╭─ Given data

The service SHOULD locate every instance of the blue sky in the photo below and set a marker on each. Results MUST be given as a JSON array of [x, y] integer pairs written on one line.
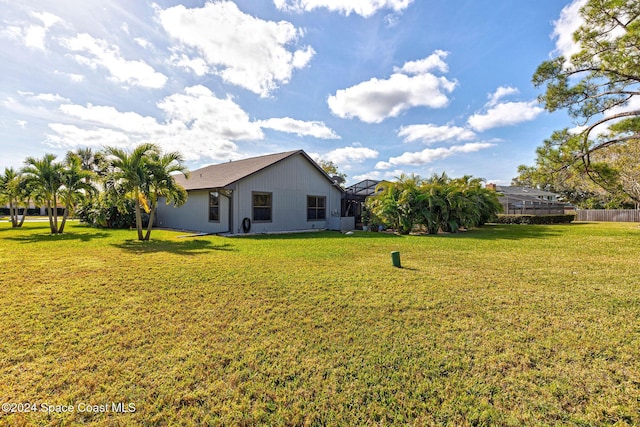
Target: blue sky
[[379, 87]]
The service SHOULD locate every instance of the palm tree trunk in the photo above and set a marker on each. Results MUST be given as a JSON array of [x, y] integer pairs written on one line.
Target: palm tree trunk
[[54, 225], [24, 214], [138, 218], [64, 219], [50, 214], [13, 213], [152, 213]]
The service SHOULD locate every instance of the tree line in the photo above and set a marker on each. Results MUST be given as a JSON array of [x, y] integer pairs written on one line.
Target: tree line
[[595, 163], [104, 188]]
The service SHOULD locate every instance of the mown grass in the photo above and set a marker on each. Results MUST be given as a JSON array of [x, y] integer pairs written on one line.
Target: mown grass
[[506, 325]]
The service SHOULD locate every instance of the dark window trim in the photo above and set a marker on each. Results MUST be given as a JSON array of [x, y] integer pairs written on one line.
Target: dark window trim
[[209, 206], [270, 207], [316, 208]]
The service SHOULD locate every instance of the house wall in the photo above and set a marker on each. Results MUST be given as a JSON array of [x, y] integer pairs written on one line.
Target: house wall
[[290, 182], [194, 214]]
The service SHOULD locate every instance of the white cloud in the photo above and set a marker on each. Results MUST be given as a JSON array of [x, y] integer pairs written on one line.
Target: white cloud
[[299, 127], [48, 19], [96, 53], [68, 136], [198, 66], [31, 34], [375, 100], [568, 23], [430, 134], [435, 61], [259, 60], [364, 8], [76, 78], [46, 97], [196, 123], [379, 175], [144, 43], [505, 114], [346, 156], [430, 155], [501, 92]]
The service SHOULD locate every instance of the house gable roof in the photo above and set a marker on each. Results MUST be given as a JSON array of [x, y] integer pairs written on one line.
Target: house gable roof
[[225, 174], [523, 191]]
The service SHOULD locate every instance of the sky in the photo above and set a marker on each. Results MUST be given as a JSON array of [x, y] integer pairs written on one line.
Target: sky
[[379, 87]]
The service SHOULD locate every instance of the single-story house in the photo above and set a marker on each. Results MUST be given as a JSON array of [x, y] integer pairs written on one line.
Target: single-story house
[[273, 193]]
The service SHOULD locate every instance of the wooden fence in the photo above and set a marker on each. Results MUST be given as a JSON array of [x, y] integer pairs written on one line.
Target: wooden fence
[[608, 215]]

╰─
╭─ Given data

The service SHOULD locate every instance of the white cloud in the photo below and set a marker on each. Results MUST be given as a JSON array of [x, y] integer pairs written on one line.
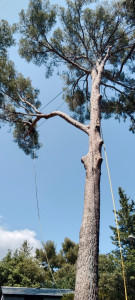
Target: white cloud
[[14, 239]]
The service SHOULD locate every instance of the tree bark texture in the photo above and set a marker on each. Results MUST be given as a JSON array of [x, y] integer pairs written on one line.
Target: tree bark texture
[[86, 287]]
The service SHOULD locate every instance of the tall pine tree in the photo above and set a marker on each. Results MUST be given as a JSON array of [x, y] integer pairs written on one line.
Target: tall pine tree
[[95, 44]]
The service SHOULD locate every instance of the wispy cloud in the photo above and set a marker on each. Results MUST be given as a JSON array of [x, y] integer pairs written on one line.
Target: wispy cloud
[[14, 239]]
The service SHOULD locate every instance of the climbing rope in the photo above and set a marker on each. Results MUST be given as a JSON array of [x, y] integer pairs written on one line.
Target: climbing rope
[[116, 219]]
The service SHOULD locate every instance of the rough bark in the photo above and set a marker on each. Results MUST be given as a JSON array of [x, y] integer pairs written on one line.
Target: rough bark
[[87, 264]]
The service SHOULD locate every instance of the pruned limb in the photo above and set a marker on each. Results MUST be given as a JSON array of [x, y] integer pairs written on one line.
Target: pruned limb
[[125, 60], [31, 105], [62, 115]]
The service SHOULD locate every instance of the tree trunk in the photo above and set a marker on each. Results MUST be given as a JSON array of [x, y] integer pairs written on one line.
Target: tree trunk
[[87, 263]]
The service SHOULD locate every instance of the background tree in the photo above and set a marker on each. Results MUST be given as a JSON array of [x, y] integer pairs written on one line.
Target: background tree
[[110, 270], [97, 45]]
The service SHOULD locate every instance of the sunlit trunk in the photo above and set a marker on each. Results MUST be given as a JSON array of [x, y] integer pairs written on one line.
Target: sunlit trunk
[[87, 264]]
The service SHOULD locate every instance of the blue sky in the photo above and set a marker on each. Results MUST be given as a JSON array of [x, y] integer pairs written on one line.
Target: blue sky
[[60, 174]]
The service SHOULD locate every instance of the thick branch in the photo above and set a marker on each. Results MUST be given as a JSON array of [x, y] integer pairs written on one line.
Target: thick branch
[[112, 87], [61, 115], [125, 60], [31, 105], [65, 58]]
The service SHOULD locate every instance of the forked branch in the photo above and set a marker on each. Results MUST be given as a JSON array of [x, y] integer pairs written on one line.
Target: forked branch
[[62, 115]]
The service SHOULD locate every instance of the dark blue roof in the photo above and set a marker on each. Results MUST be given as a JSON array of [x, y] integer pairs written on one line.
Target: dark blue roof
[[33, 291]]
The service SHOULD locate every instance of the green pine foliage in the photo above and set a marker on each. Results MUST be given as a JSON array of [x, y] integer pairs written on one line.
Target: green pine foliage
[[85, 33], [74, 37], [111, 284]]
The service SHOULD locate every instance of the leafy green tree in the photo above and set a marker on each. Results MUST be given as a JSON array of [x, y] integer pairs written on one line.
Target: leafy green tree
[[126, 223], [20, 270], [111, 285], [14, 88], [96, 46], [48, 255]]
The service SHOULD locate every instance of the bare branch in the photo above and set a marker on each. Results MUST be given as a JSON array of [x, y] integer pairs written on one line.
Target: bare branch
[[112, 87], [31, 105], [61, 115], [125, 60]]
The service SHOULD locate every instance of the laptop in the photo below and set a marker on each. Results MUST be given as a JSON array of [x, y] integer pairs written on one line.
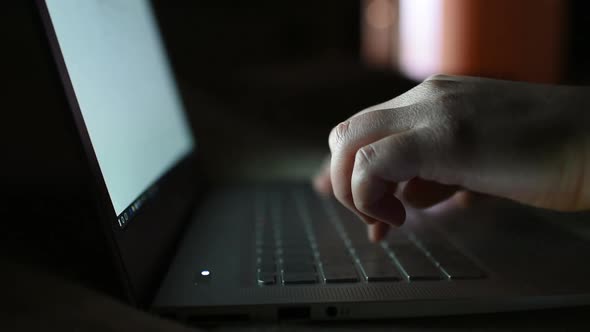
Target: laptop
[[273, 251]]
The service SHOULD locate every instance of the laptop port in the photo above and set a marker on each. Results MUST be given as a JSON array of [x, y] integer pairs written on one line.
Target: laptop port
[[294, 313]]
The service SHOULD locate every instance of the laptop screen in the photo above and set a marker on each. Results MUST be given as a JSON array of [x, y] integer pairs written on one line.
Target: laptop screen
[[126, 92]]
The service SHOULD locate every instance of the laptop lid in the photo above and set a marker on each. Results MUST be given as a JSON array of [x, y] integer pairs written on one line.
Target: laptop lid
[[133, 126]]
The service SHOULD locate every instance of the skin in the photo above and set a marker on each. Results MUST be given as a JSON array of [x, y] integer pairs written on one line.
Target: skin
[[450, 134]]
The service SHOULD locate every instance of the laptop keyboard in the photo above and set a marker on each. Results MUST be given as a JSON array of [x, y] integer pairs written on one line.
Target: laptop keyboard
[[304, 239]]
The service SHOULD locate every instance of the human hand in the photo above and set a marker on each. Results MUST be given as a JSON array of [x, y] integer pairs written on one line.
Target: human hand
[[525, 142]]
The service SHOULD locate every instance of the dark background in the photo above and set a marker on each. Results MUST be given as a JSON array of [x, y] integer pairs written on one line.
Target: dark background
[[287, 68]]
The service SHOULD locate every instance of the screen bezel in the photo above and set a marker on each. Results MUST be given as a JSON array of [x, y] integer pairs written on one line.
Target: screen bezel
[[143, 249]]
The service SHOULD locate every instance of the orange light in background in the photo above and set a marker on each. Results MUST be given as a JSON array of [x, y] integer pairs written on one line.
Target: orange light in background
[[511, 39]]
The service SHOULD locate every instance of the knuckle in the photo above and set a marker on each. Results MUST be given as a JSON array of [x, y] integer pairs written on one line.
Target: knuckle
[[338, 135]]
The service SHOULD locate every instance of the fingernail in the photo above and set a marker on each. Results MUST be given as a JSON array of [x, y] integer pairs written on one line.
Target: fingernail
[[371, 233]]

╰─
╭─ Given data

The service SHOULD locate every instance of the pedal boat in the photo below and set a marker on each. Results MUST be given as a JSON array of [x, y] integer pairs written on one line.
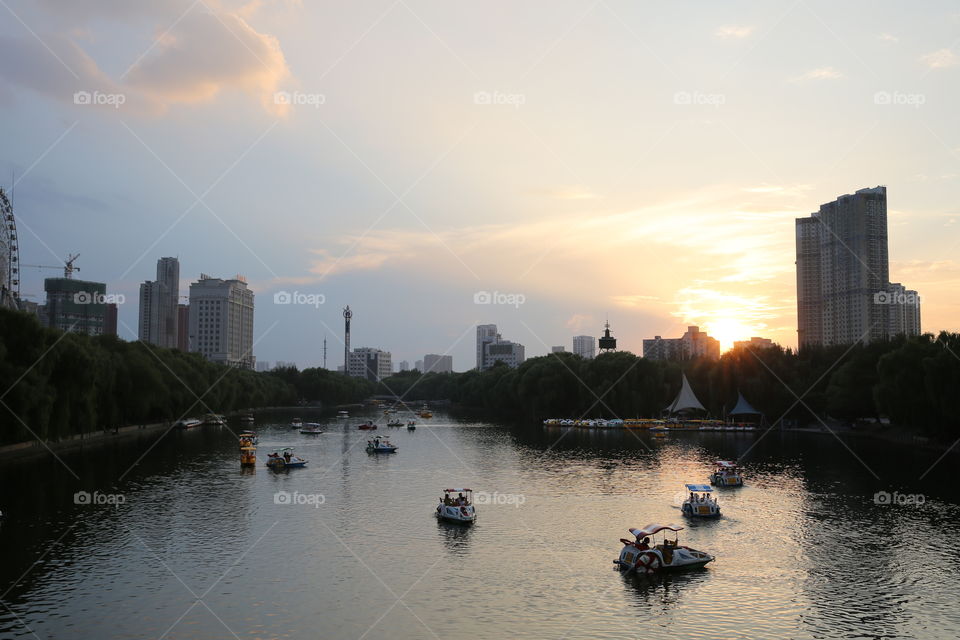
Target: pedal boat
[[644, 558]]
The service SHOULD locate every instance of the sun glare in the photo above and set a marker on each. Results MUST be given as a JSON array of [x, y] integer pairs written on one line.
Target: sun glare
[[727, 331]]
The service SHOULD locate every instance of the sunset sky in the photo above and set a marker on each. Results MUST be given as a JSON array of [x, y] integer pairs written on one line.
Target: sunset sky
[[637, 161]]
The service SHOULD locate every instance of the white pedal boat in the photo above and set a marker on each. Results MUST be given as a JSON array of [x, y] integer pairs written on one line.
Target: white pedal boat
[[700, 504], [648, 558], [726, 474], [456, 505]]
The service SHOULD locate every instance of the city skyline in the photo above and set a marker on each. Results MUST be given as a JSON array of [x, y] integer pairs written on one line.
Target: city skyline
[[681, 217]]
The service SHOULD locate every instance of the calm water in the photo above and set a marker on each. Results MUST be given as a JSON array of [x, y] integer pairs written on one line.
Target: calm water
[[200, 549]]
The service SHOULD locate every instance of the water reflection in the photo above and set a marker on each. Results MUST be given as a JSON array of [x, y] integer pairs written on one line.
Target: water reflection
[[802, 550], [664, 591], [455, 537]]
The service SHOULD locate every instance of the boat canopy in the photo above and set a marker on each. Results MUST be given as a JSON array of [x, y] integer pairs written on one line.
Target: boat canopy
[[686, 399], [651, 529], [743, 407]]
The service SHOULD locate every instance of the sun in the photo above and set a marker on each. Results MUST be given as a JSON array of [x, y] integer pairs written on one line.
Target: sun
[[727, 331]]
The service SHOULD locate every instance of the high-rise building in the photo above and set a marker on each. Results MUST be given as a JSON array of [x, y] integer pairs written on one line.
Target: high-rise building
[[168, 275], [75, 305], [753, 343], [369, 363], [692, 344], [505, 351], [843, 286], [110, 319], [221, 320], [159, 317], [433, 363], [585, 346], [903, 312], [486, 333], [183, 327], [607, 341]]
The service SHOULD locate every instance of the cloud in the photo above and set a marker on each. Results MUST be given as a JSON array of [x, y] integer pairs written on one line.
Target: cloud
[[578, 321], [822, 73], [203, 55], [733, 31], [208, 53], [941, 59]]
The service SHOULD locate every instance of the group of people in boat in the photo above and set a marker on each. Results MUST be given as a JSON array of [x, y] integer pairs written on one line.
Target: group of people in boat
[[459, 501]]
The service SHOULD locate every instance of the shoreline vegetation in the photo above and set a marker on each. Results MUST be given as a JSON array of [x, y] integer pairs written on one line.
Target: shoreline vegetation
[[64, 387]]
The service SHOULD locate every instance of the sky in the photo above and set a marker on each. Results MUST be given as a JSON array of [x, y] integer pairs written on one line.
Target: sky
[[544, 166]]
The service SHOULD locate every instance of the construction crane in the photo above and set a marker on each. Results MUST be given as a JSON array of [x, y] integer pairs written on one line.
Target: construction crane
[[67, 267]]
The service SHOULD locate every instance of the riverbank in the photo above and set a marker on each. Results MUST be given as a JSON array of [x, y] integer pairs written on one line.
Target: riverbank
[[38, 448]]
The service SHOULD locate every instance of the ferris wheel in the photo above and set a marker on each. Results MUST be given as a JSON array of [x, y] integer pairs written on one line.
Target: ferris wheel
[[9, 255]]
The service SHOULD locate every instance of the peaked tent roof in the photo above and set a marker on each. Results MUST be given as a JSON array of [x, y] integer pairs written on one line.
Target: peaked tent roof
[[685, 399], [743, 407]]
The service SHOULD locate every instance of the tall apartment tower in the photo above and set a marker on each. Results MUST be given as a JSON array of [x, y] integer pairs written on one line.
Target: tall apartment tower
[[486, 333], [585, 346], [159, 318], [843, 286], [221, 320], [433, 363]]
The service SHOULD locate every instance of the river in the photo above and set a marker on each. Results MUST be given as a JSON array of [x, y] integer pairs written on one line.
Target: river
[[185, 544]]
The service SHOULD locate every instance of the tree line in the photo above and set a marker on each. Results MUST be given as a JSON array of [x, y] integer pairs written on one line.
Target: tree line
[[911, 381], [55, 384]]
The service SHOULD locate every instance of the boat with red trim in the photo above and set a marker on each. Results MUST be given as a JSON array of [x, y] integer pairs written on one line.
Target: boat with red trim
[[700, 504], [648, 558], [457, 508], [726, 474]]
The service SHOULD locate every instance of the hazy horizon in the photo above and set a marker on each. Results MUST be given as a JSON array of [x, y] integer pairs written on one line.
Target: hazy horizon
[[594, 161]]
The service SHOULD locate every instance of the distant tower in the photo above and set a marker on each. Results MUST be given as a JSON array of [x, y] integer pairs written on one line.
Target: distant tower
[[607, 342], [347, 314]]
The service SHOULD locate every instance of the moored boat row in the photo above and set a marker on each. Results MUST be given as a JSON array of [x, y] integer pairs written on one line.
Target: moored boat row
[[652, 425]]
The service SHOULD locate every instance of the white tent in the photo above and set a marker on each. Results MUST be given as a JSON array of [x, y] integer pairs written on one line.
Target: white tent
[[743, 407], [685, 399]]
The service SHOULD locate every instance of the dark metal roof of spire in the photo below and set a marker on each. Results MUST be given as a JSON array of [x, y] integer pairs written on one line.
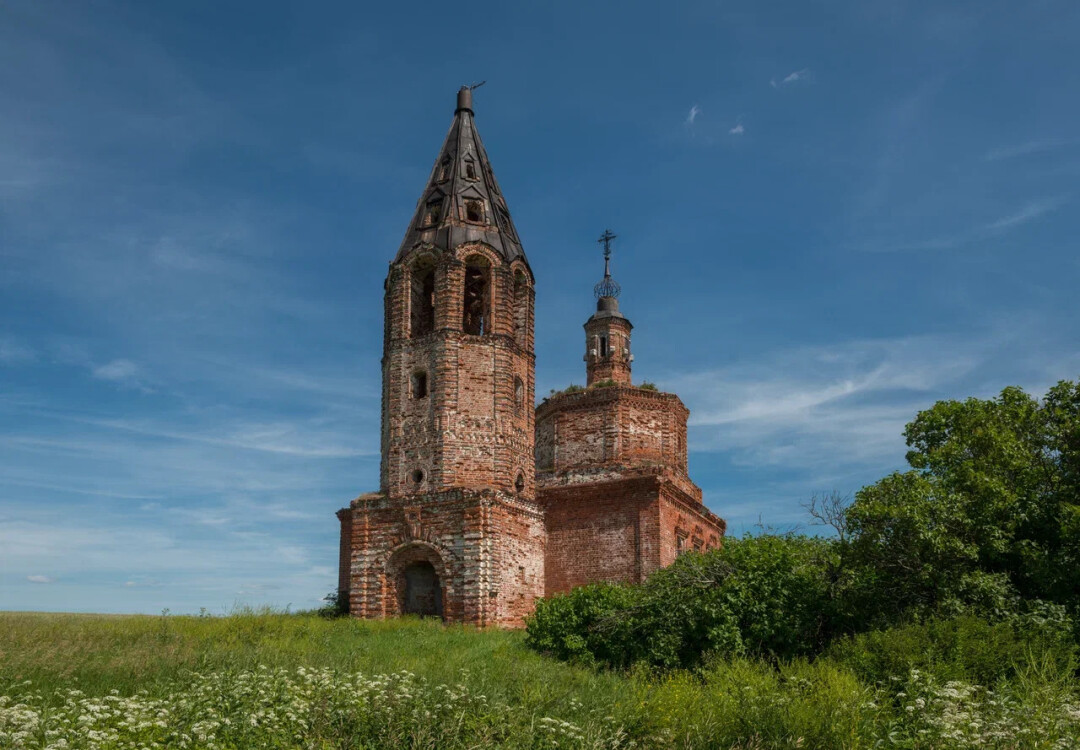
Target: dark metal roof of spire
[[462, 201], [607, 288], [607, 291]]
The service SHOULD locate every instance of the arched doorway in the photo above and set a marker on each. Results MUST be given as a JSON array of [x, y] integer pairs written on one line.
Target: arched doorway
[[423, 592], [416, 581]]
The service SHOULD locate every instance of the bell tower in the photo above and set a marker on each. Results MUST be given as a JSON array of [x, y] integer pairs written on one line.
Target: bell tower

╰─

▶ Aim of the task
Write out again every row, starting with the row that contains "sky in the photo below" and continuing through the row that contains "[[290, 182], [194, 214]]", with each coordinate in the answers increased by 21 and all other text unchanged. Leave the pictures out.

▶ Result for this task
The service SHOULD locate every instance of the blue sky in the photo below and set a marker on each. Results MUST be given as a JSON array of [x, y] integer pairs written on one line.
Target: blue sky
[[400, 108]]
The service SHOULD locate every instance of the palm tree trunk in the photo above and set a marker on each. Results MUST be given as a JSON array of [x, y] integer pairs written on one line.
Target: palm tree trunk
[[75, 246], [45, 235], [159, 239], [85, 240], [71, 235], [34, 234], [173, 234]]
The service SHOULD locate every instance of the tree line in the photo above and set a marker on each. Results MUST be given as a JSON array of [x, y] integer pairs written on one line.
Target: tree line
[[616, 184], [125, 209]]
The service SHOULD locate every instance of the mown grass in the photo above and set a marker on each. Results MUST be given as a JSON array of [x, y] integer pairs written on one line.
Target: mown grass
[[527, 346]]
The service SHOULD locate every instance of the dark window trim in the photo above and set a marker on each. Results MUST be given as a JSON array of [x, y] integer pairs written on one line.
Target: dark window trim
[[230, 227], [291, 228], [337, 229]]
The service SHOULD locate every instance of the house wall in the photo above and set a marker on each. Results MUST be given as a JSON array of [x, y] integer pairs written on one line.
Target: house wall
[[311, 203], [215, 235]]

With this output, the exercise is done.